[Location labeling records]
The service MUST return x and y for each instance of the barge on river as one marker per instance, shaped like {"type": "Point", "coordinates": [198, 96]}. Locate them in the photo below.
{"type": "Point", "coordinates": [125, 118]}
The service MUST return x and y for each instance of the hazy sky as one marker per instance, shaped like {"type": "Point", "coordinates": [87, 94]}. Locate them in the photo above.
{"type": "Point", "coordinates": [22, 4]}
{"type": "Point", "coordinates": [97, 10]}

WHAT IS EXPECTED => Reproduce each of the records above verbatim, from the first line to the last.

TASK OUTPUT =>
The service MUST return x and y for each instance of the barge on river as one marker per instance, shaped like {"type": "Point", "coordinates": [198, 96]}. Locate them in the photo below.
{"type": "Point", "coordinates": [125, 118]}
The service MUST return x and y for each instance of the hazy sky as one marker per instance, shaped like {"type": "Point", "coordinates": [87, 94]}. Locate them in the photo above.
{"type": "Point", "coordinates": [22, 4]}
{"type": "Point", "coordinates": [97, 10]}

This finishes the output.